PROBLEM DESCRIPTION » Please arrange everything in the items below, from the line containing "289, row 532." down to the line containing "column 371, row 255", as a JSON list of strings with one string per line, leaving out blank lines.

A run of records
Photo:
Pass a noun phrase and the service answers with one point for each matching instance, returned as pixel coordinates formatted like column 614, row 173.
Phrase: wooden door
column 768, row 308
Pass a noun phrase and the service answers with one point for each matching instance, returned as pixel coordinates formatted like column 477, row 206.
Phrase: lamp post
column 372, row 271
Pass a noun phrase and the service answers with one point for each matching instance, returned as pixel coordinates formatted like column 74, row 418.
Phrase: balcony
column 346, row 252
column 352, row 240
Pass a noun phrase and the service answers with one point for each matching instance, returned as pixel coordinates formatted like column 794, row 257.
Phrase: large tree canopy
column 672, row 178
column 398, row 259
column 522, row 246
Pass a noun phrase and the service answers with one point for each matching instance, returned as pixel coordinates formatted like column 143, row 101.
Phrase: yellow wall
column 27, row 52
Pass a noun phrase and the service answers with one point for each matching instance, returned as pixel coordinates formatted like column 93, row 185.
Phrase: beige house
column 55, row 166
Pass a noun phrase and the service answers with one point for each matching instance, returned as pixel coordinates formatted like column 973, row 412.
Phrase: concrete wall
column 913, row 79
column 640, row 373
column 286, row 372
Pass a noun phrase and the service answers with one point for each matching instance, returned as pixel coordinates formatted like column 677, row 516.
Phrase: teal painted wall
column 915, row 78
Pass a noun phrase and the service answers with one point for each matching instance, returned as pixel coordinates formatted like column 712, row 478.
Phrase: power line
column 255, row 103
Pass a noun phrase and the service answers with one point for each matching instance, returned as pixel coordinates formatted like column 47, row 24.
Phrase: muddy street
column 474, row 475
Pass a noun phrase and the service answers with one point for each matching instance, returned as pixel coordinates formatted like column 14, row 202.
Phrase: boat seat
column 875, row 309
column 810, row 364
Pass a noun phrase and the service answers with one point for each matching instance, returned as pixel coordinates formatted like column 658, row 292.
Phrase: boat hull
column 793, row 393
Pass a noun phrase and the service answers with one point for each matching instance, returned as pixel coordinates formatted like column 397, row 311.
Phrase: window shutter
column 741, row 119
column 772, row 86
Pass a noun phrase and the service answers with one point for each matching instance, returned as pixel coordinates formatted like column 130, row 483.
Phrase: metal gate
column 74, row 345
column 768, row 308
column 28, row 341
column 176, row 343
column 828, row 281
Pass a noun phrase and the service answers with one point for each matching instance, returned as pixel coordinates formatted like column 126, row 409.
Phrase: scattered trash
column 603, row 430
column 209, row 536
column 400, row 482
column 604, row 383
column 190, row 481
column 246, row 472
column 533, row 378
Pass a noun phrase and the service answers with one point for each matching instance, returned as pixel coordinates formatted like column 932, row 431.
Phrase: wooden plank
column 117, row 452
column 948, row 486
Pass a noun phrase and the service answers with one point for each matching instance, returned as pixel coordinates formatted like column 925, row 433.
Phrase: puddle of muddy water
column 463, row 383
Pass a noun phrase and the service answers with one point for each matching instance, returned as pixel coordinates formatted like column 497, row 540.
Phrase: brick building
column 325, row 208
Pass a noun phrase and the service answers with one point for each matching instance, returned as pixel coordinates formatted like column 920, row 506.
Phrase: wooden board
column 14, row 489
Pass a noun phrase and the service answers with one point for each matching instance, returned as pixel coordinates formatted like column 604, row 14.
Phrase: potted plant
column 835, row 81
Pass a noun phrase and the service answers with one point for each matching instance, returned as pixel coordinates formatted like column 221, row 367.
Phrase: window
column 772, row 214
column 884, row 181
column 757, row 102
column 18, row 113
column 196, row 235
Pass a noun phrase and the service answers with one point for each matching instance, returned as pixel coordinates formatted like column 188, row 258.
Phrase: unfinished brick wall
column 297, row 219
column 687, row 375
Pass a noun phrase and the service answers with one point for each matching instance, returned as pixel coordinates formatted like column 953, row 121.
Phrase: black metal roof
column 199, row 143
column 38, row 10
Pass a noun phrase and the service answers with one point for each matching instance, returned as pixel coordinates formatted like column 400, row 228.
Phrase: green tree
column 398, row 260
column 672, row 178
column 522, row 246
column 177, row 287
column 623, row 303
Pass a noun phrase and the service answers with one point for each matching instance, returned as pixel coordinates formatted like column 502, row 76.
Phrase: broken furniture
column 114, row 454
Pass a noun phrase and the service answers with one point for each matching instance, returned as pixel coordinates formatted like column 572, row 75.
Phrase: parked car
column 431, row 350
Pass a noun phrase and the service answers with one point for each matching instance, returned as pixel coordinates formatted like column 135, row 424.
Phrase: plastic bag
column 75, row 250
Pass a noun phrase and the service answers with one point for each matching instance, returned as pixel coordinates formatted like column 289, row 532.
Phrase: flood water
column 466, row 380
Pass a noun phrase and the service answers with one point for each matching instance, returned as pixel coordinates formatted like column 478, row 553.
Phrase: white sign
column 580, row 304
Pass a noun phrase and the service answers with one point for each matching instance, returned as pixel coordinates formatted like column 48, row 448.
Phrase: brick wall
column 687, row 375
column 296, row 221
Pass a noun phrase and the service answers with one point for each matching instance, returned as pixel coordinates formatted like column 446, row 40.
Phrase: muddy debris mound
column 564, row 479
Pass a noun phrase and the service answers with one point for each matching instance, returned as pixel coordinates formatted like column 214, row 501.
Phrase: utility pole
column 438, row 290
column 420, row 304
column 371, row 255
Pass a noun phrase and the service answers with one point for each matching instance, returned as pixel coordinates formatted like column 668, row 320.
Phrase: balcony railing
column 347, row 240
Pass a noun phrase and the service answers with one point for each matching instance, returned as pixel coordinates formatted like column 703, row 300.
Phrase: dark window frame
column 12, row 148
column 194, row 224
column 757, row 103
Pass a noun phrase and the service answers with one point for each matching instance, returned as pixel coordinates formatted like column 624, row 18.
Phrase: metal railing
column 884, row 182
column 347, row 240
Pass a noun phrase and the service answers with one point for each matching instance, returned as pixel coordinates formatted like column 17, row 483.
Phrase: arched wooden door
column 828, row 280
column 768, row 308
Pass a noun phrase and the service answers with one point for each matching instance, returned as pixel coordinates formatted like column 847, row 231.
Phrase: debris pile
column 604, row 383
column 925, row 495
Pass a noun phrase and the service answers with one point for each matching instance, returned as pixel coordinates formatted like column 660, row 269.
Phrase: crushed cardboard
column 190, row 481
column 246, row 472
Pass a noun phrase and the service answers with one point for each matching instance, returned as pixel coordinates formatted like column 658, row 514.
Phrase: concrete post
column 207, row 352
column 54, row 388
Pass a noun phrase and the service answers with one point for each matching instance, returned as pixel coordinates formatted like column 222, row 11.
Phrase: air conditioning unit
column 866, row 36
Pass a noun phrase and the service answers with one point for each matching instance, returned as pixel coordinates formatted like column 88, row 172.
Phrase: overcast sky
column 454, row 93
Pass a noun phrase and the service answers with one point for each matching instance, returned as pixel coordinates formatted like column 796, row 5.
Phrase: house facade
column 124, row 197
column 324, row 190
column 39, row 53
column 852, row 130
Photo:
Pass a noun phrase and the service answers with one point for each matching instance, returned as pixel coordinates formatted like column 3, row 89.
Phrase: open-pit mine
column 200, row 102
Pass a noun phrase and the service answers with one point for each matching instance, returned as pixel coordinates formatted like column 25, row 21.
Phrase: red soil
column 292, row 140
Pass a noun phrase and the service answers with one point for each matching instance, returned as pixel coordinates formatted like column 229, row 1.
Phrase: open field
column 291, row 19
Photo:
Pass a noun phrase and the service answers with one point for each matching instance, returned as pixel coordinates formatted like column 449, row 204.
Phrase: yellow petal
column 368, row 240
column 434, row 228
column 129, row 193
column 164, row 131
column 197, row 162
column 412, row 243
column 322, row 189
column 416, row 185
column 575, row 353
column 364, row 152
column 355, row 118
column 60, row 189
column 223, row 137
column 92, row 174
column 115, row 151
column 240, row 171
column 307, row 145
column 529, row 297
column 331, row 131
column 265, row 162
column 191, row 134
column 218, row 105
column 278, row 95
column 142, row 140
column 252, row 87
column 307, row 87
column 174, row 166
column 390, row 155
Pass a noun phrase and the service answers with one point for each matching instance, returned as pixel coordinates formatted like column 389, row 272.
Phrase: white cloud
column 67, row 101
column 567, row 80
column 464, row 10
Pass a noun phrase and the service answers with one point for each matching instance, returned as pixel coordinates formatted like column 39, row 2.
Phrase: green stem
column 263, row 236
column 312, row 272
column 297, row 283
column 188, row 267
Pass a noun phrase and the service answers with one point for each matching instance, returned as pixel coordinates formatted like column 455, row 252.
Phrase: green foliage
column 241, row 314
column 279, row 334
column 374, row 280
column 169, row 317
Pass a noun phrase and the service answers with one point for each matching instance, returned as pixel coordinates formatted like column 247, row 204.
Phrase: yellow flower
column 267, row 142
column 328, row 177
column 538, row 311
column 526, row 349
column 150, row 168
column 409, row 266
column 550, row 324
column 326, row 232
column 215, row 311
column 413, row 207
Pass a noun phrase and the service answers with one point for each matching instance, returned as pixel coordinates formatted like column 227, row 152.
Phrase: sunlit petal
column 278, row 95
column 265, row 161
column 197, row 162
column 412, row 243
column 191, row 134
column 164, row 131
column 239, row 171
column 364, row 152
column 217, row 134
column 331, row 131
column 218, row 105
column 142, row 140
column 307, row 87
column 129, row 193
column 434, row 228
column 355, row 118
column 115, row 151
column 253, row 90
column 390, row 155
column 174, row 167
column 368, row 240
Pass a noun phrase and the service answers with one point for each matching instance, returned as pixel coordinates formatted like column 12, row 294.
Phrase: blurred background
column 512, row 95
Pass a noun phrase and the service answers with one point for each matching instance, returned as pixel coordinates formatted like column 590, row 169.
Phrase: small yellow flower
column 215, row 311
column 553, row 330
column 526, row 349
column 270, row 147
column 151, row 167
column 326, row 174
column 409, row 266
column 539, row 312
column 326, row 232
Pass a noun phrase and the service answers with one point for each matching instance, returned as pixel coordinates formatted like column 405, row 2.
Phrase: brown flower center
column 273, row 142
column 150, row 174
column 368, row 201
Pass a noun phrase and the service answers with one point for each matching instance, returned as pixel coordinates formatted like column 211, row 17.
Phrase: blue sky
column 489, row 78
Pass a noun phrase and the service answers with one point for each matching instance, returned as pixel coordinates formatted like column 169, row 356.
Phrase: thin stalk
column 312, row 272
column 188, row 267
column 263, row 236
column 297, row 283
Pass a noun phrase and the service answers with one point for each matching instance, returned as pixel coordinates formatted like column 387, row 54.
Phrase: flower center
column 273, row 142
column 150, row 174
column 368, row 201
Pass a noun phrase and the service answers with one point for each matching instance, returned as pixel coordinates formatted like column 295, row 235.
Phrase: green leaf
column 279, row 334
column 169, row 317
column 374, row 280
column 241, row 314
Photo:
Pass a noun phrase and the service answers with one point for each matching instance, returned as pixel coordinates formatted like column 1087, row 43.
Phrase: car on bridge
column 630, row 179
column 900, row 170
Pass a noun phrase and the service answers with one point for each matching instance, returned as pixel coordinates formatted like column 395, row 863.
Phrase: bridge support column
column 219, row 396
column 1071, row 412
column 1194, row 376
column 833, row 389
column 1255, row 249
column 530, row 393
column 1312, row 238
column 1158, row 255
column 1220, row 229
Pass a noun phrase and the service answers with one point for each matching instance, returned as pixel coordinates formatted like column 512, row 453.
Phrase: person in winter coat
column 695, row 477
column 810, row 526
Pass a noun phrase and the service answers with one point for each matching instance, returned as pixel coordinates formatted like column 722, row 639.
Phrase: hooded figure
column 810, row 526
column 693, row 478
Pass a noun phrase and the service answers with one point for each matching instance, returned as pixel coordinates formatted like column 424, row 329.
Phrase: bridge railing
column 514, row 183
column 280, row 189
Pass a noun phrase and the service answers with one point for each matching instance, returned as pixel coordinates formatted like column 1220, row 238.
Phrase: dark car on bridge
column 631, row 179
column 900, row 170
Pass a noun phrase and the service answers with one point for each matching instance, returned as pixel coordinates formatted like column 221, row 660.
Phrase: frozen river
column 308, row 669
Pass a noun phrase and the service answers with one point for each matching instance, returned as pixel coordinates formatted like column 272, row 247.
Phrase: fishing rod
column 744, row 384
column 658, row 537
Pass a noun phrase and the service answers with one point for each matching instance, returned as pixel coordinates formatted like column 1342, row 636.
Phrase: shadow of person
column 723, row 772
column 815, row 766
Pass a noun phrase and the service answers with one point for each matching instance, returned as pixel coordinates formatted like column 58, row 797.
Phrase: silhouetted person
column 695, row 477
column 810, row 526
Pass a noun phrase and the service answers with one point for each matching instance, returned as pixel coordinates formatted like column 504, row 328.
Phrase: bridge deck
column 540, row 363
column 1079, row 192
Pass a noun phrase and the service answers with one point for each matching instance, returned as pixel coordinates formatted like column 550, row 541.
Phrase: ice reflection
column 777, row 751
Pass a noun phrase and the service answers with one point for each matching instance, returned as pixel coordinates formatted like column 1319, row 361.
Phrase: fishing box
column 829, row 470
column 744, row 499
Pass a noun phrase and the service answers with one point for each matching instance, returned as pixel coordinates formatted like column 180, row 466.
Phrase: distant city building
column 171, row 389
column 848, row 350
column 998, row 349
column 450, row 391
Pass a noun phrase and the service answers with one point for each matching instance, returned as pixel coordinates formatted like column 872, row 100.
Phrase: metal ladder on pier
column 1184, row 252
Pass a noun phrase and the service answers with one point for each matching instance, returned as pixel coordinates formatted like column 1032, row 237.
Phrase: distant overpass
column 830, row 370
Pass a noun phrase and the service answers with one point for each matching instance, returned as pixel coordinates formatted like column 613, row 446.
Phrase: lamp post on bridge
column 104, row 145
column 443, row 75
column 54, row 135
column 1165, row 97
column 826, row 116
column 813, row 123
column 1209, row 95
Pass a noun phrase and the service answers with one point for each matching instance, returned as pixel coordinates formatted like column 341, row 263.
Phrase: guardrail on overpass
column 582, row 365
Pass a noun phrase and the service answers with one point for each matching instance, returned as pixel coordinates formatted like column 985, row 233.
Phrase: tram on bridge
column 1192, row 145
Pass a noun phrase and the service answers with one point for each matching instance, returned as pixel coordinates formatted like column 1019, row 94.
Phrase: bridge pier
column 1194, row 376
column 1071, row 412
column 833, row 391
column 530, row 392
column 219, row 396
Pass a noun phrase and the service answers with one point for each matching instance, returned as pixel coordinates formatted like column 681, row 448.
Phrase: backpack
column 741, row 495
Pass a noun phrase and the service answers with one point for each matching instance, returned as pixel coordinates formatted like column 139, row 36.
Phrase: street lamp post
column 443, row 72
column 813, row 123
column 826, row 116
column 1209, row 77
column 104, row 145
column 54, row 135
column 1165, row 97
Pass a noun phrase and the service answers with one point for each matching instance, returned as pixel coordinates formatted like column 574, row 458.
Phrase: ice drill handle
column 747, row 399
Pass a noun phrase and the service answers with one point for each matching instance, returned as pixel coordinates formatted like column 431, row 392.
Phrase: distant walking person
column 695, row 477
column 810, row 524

FULL OUTPUT »
[
  "Pass a noun phrase and the service answers with one point for each matching instance, returned as pixel coordinates formatted like column 289, row 532.",
  "Phrase: flood water",
  "column 466, row 380",
  "Pass a noun phrase and the service answers with one point for each matching instance, returned as pixel coordinates formatted like column 478, row 553.",
  "Phrase: white sign",
  "column 580, row 304",
  "Pass a noun phrase and the service answers with one point for each matching instance, returned as pixel coordinates formatted like column 48, row 448.",
  "Phrase: brick wall",
  "column 687, row 375",
  "column 296, row 221",
  "Pass a noun phrase and the service answers with one point for each matching instance, returned as pixel coordinates formatted like column 446, row 40.",
  "Phrase: muddy debris mound",
  "column 564, row 479",
  "Pass a noun phrase and the service answers with one point for each matching instance, returned as pixel coordinates formatted like column 214, row 501.",
  "Phrase: utility pole",
  "column 438, row 290",
  "column 420, row 304",
  "column 371, row 255"
]